## DOCUMENT EXTRACT

---

In honor of this time of year, I thought I’d haul out a personal favorite, dust it off and show it off here.
To get a better view of the image, just click to be taken to my Pixels.com page where the watermark will be more reasonable and purchase options for wall art, greeting cards and cell phone covers will be available. If interested in licensing, just let me know.
This image was snapped at one of my favorite photographic haunts, Old Bedford Village in Bedford, Pa. This is the interior of one of the one room school houses there, the Kniseley School. It was originally built near Pleasantville, Bedford County, in 1869 and was used until 1932. This building was indeed an original school house, it is not a recreation, and was moved to the Old Bedford site as part of their “living history museum.” You can read more information about Old Bedford Village here:
The image itself is a composite of two of my own shots, both were taken with the Nikon D300. The fields and barn seen through the windows are actually from farmland near Osterburg, PA, not too far up the road from Old Bedford. There was much tinkering in Photoshop CS4, 5 and 6 (NOT the cloud), plus the addition of a hint one of my favorite textures from Florabella to enhance the mood.
I’m not one of those women who lies about her age, but I don’t make a point of bragging about it either. That having been said, I’ve been around the block more than once and as such, I do vividly remember things that others may only have heard or read about. The school room pictured here is one of those things that goes right to my own heart. I spent my first three years not in a one-room school, but … close. The architectural features of the rooms in my little primary school were almost identical to what you see here. In fact, it’s with a laugh that I admit that the desks shown in this image are actually examples of the NEW desks we got somewhere along the line … I remember stuffing papers and books and so forth into a compartment that went under the seat (and boy was it messy in my case!!). I don’t remember seeing a dunce cap (if there had been one, I’m sure I’d have worn it more than once) … and though we didn’t have a wood stove in our classroom, I was very familiar with them from the homes of my grandparents and some aunts and uncles.

---

## WHAT THIS EXERCISE ASKS
a: In what year was the schoolhouse in the Kniseley School post originally built?
b: Repeat the passage of the Kniseley School post from "This image was" to "enhance the mood.", word for word.
The items that come next are separate material, unconnected to the Kniseley School post.

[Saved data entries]
---

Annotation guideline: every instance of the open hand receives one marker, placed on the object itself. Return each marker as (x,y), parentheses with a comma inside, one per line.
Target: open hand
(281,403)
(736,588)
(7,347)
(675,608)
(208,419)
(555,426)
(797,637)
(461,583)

---

## TASK-BY-TASK ANSWERS
a: 1869

b:
This image was snapped at one of my favorite photographic haunts, Old Bedford Village in Bedford, Pa. This is the interior of one of the one room school houses there, the Kniseley School. It was originally built near Pleasantville, Bedford County, in 1869 and was used until 1932. This building was indeed an original school house, it is not a recreation, and was moved to the Old Bedford site as part of their “living history museum.” You can read more information about Old Bedford Village here:
The image itself is a composite of two of my own shots, both were taken with the Nikon D300. The fields and barn seen through the windows are actually from farmland near Osterburg, PA, not too far up the road from Old Bedford. There was much tinkering in Photoshop CS4, 5 and 6 (NOT the cloud), plus the addition of a hint one of my favorite textures from Florabella to enhance the mood.